(RECORDED DATA Opens)

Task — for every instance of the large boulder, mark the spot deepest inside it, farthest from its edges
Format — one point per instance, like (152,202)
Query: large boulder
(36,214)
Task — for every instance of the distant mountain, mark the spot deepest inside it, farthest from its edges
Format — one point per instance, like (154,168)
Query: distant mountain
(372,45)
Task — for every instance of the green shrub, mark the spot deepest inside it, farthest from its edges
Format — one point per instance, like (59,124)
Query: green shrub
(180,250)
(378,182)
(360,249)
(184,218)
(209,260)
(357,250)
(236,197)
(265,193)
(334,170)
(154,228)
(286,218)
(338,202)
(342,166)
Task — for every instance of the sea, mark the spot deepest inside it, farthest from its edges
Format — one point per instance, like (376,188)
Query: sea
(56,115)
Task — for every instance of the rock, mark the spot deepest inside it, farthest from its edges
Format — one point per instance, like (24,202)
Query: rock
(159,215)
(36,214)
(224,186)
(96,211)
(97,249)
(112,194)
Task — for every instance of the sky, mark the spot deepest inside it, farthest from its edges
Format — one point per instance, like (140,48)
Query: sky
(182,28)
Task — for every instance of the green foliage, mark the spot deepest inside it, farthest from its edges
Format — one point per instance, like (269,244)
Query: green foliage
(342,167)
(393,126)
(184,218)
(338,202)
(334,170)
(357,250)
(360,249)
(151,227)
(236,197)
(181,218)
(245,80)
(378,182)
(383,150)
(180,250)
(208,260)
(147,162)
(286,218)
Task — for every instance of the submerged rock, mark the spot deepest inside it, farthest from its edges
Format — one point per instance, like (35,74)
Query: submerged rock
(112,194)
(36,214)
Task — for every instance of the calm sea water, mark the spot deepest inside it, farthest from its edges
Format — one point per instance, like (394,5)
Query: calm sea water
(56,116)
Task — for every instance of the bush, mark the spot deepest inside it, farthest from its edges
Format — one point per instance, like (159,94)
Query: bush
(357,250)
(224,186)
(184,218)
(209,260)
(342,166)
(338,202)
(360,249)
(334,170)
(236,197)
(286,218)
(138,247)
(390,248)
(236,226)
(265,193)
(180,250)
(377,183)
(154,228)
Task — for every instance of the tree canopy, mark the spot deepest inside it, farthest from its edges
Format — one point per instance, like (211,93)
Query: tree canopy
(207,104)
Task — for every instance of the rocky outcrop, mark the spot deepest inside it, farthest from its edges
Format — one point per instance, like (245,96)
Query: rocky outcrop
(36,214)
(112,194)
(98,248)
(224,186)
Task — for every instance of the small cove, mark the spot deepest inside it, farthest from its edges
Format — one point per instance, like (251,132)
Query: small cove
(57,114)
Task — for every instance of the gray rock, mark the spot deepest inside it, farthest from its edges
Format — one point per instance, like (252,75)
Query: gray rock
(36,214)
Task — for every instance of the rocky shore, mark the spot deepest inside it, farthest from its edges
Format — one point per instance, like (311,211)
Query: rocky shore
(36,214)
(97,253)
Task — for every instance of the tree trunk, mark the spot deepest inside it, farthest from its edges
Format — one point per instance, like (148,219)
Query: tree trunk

(RECORDED DATA Closes)
(RECORDED DATA Opens)

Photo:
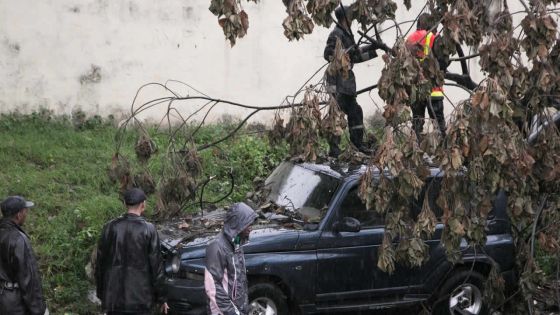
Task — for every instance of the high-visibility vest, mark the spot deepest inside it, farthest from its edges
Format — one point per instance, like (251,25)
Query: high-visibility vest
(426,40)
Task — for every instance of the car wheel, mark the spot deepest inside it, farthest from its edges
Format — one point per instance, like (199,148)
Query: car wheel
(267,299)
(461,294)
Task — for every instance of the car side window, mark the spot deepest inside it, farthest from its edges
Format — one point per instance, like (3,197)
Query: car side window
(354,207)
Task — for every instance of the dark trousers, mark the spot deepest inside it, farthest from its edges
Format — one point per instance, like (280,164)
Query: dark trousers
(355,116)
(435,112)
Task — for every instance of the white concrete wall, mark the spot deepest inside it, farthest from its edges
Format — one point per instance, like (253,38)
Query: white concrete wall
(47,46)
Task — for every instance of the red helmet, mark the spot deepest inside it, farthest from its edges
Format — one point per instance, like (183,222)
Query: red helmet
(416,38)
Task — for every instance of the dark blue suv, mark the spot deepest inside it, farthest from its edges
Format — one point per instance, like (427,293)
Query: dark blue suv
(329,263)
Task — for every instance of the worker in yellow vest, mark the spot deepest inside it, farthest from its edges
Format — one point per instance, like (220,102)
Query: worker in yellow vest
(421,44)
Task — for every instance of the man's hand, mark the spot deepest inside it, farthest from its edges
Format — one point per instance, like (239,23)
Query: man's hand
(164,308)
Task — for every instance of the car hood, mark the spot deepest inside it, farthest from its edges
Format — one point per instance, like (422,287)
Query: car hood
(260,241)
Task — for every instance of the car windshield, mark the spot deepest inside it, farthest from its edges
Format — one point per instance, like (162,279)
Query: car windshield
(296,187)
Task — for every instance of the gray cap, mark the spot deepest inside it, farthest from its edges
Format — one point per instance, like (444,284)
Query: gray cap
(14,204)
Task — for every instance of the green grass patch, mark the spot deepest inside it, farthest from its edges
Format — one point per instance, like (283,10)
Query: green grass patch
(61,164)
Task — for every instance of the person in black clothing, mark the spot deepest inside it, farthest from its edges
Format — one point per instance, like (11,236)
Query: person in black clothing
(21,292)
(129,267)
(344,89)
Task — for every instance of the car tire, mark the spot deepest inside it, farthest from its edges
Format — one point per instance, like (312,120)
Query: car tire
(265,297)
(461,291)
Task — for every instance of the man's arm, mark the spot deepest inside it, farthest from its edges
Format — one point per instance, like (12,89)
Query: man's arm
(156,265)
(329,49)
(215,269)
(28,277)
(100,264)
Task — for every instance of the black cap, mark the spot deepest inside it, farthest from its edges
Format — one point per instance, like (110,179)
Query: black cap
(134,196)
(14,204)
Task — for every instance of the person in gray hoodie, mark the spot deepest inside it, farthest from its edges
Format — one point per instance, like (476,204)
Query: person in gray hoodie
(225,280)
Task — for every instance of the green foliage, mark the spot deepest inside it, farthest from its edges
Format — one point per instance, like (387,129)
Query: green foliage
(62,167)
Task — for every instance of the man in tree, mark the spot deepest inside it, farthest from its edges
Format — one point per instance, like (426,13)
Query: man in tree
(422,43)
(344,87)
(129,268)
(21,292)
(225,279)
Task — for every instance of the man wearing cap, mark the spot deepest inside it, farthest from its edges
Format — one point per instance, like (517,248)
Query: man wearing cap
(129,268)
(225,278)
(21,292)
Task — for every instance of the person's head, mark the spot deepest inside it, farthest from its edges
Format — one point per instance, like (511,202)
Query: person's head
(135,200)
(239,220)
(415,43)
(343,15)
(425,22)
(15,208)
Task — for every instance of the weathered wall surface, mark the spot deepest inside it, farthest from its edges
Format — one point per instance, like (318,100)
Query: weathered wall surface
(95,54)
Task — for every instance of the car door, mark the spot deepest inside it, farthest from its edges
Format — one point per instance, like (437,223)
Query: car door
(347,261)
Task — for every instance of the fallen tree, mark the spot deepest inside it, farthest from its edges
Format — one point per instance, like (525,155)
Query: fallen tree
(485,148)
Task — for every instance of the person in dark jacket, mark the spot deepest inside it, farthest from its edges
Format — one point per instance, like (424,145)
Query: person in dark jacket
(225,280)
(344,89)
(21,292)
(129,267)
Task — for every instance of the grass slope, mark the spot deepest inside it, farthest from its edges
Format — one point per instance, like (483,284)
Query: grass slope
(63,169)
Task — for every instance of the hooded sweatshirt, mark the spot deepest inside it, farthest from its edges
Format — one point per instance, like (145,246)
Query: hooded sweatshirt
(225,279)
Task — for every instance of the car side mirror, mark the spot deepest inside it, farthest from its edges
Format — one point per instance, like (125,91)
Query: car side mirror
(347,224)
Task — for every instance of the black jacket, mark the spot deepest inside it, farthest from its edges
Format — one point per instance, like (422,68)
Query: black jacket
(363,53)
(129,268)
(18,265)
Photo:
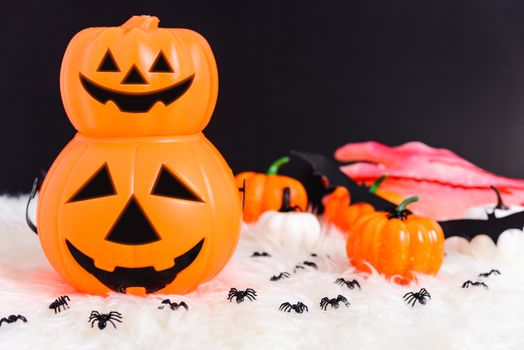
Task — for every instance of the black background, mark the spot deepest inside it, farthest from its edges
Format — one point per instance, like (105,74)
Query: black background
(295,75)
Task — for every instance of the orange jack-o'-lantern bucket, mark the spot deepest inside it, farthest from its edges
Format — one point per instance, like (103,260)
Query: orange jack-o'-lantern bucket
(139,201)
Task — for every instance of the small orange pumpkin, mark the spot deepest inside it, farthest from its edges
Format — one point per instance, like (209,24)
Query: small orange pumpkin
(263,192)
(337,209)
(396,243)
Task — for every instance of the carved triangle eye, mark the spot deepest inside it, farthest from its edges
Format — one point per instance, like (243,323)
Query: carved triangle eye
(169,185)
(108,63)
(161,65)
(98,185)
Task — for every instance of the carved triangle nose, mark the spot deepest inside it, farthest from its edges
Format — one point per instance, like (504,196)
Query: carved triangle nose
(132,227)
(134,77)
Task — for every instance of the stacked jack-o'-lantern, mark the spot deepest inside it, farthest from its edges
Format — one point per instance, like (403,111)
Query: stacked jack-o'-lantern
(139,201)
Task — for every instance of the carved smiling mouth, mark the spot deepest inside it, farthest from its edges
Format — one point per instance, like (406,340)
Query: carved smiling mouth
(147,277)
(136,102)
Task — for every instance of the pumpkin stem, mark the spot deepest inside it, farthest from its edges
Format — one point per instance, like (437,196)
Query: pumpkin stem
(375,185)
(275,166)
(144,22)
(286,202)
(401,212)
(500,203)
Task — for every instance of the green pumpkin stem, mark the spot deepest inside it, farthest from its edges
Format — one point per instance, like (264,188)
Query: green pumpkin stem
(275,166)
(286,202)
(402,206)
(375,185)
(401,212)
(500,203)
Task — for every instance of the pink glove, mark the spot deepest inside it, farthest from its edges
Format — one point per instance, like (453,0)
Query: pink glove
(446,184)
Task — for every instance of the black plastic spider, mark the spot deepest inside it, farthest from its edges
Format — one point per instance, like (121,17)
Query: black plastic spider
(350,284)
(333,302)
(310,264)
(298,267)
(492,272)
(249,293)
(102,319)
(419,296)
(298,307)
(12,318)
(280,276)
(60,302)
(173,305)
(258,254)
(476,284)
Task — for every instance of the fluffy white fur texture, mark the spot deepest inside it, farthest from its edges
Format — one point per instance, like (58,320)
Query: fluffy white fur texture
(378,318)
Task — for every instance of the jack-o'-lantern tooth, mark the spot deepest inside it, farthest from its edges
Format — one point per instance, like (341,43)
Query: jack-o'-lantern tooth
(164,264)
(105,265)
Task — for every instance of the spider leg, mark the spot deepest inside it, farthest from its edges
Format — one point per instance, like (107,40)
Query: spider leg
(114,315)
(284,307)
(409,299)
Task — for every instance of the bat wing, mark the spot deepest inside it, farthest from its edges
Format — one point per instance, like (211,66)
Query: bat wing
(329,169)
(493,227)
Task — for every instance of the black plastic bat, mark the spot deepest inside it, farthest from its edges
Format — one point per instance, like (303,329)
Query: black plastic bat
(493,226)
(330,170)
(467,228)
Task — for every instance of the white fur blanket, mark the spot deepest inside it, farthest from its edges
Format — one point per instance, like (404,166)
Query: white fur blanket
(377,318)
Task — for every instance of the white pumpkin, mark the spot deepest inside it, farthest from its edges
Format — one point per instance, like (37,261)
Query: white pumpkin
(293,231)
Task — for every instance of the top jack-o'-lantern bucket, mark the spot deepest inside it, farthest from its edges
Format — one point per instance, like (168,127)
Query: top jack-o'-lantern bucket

(RECORDED DATA Closes)
(RECORDED DATA Opens)

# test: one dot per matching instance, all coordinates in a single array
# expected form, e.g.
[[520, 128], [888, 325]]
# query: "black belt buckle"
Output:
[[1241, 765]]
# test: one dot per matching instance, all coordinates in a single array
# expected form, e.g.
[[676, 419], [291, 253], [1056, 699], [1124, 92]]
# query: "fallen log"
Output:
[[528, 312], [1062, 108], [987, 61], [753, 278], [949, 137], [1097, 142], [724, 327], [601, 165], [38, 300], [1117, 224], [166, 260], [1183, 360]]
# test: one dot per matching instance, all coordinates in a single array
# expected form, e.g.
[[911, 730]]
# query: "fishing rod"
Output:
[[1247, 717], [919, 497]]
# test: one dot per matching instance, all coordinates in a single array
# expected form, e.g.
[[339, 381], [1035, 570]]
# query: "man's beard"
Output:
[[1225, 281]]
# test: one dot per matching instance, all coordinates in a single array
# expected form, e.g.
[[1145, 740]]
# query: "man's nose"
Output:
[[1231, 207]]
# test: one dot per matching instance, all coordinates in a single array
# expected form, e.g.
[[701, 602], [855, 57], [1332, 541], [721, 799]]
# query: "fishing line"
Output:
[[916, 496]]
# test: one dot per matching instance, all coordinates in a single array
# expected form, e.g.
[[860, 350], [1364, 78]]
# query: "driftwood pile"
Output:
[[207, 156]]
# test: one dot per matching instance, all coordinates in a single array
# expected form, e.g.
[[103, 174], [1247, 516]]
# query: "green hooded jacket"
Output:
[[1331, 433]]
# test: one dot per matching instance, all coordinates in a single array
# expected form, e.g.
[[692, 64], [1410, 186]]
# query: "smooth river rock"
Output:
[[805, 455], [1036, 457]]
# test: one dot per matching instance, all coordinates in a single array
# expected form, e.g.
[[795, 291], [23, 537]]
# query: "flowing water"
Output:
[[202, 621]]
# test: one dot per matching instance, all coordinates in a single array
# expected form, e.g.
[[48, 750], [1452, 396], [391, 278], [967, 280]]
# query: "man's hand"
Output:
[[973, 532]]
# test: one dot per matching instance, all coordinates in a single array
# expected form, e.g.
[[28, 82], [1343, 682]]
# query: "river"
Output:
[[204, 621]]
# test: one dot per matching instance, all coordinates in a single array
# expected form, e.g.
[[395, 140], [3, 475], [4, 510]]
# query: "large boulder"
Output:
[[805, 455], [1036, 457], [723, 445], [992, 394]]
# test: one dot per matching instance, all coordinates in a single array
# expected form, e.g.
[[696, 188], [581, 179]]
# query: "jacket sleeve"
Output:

(RECORDED DATA Closes)

WHAT THE TASK REQUIRES: Your reply is to repeat, unchanged, the lines above running from the one with "Task — for every instance of the calm" up to and including the one with "Query: tree trunk".

ANSWER TO THIS PROBLEM:
Task — for every instance of the calm sea water, mark the spot deepest inside it, farthest from its edges
Format — one point per instance, like (394,5)
Query: calm sea water
(56,116)
Task — for every instance of the bush, mark the spot deepest inside it, farthest from its edges
Format — one point per instance, like (159,94)
Query: bush
(357,250)
(224,186)
(184,218)
(209,260)
(342,166)
(338,202)
(360,249)
(334,170)
(236,197)
(286,218)
(138,247)
(390,248)
(236,226)
(265,193)
(180,250)
(377,183)
(154,228)
Task — for every instance of the tree canopy, mark the spot deepest inside it, farthest from its edges
Format — one point per instance, like (211,93)
Query: tree canopy
(207,104)
Task — for every instance of the rocky outcrop, mark the spot deepest inside it, farthest from its edges
Format — one point per instance, like (245,96)
Query: rocky outcrop
(36,214)
(112,194)
(98,248)
(224,186)
Task — for every instance of the small cove, mark the spot deepest inside it, farthest from its edges
Format — one point per instance, like (251,132)
Query: small cove
(57,114)
Task — for every instance of the gray rock, mark the spot deepest inside it, farthest from its edges
Format — one point per instance, like (252,75)
Query: gray rock
(36,214)
Task — for every instance of the rocky shore, mark the spot deepest inside it, farthest from its edges
Format — one point per instance, like (311,211)
Query: rocky shore
(36,214)
(97,253)
Task — for every instance of the tree trunk, mark the spot deepest inside it, farthest from its edges
Format — one point per instance, like (148,219)
Query: tree trunk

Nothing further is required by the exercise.